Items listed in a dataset
>>>>

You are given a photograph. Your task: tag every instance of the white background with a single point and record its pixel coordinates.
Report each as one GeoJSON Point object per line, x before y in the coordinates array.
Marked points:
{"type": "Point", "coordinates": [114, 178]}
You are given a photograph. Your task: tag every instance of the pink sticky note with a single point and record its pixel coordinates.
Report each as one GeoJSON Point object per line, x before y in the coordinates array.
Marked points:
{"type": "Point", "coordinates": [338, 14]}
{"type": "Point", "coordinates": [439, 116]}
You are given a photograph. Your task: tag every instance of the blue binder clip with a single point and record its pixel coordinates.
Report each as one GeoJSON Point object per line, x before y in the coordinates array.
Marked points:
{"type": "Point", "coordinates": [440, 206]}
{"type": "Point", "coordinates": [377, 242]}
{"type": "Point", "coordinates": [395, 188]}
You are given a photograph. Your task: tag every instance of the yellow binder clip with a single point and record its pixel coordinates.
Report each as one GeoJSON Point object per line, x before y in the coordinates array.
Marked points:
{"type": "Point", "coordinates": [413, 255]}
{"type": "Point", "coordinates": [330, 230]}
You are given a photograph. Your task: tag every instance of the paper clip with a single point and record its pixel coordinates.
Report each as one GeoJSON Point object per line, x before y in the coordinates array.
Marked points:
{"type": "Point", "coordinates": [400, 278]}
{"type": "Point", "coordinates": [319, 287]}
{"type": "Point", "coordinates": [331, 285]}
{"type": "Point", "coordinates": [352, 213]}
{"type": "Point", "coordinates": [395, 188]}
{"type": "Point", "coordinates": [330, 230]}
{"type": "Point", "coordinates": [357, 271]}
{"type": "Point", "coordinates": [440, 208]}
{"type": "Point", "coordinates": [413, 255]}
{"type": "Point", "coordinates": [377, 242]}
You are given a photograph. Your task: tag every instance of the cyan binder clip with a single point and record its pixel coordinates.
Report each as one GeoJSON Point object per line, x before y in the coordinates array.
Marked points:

<<<<

#### Short exercise
Rewrite all of the data above, putting "Chosen points" wherever "Marked points" appears and leaving everything else as it is.

#### Solution to this task
You are given a photograph. Your task: tag every instance of the white background with a single point and record its pixel coordinates.
Report each as one GeoJSON Point object per line, x before y in the coordinates array.
Chosen points:
{"type": "Point", "coordinates": [114, 178]}
You are given a photograph. Your task: tag every instance of the pink sticky note with a single point and record its pixel coordinates.
Report each as one GeoJSON Point object per line, x before y in the coordinates array.
Chosen points:
{"type": "Point", "coordinates": [338, 14]}
{"type": "Point", "coordinates": [439, 116]}
You are given a photograph. Your task: tag every instance of the blue binder clip with a single point and record its pixel coordinates.
Report each as one GeoJSON Point object per line, x before y in the coordinates array.
Chosen points:
{"type": "Point", "coordinates": [440, 206]}
{"type": "Point", "coordinates": [377, 242]}
{"type": "Point", "coordinates": [395, 188]}
You are given a photograph. Your task: tag every instance of the yellow binder clip with a single point and record its pixel coordinates.
Report each as one GeoJSON Point object per line, x before y in the coordinates array.
Chosen points:
{"type": "Point", "coordinates": [413, 255]}
{"type": "Point", "coordinates": [330, 230]}
You are given a photograph. Your task: tag every instance of the paper clip with a single point and record its pixel coordinates.
Report each as one GeoJSON Point object per line, x before y in the coordinates array.
Chosen points:
{"type": "Point", "coordinates": [400, 278]}
{"type": "Point", "coordinates": [319, 287]}
{"type": "Point", "coordinates": [331, 285]}
{"type": "Point", "coordinates": [352, 213]}
{"type": "Point", "coordinates": [395, 188]}
{"type": "Point", "coordinates": [330, 230]}
{"type": "Point", "coordinates": [357, 271]}
{"type": "Point", "coordinates": [440, 208]}
{"type": "Point", "coordinates": [413, 255]}
{"type": "Point", "coordinates": [377, 242]}
You are given a photograph. Your task: tag every instance of the cyan binder clip with a single point and record its pixel coordinates.
Report each as one GeoJSON Point object per line, x before y in the coordinates array.
Chosen points:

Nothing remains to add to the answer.